Il dolore non è che l’altra faccia ombrosa del trascorrere del tempo. Così appare nella raccolta di poesie di Valerio Magrelli, Exfanzia, sul divenire vecchi.
Da sempre la poesia sorveglia e accompagna il dolore. Anche quello fisico, violento, quello dalla faccia sanguigna, dalle labbra dure di metallo, come scriveva la poetessa Alda Merini. Ma il più delle volte i versi lo sfiorano, quando il dolore non è che l’altra faccia ombrosa del trascorrere del tempo. Così appare nella più recente raccolta di poesie di Valerio Magrelli, Exfanzia[1].

• _Dati da analizzare_:
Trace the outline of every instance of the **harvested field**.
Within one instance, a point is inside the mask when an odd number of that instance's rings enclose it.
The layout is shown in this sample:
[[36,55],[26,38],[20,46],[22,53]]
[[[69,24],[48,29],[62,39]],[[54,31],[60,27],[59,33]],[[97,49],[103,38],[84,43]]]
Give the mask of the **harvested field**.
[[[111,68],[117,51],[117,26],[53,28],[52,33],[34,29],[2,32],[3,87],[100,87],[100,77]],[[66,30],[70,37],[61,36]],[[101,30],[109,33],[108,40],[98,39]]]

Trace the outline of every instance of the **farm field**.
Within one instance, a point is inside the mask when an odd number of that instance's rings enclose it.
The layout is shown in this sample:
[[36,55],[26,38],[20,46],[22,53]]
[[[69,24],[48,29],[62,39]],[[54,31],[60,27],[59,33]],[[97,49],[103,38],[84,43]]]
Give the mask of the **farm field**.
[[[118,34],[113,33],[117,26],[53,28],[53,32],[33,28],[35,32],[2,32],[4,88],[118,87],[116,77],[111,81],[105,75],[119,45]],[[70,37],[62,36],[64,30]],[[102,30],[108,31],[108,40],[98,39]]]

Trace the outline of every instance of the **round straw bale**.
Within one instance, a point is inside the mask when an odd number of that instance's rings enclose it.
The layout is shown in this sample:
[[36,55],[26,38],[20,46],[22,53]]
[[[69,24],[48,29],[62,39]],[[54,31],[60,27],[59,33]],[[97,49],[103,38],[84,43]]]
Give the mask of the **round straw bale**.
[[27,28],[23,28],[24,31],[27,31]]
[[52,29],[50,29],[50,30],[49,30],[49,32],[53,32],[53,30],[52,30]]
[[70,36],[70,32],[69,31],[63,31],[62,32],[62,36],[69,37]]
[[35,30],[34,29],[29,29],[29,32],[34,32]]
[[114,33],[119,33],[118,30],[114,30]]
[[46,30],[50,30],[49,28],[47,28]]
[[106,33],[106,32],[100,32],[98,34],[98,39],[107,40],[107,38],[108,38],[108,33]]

• _Compito 1_: Riscrivi il brano citato da "Da sempre la" a "Valerio Magrelli, Exfanzia[1].", cambiando "sorveglia" in "custodisce".
• _Compito 2_: Prosegui il brano sul dolore e la poesia a partire dal punto in cui si interrompe.

• _Risposta 1_:
Da sempre la poesia custodisce e accompagna il dolore. Anche quello fisico, violento, quello dalla faccia sanguigna, dalle labbra dure di metallo, come scriveva la poetessa Alda Merini. Ma il più delle volte i versi lo sfiorano, quando il dolore non è che l’altra faccia ombrosa del trascorrere del tempo. Così appare nella più recente raccolta di poesie di Valerio Magrelli, Exfanzia[1].

• _Risposta 2_:
Tra i versi in copertina, si affaccia una dura constatazione: “se stiamo bene, abbiamo sempre l’aria da imbecilli”. La sofferenza ci rende invece più umani e pensosi, paradossalmente meno fragili. E il basso continuo, la nota dolente (è il caso di dirlo) del nostro vivere, è appunto l’invecchiare, e invecchiando, il soffrire. La nuova raccolta esprime questo punto di vista di un divenire vecchi che solo per scherzo può essere confuso per una “questione di idraulica”: la valvola mitralica che perde, l’urina che non viene trattenuta, le lacrime che bagnano le guance alla minima emozione.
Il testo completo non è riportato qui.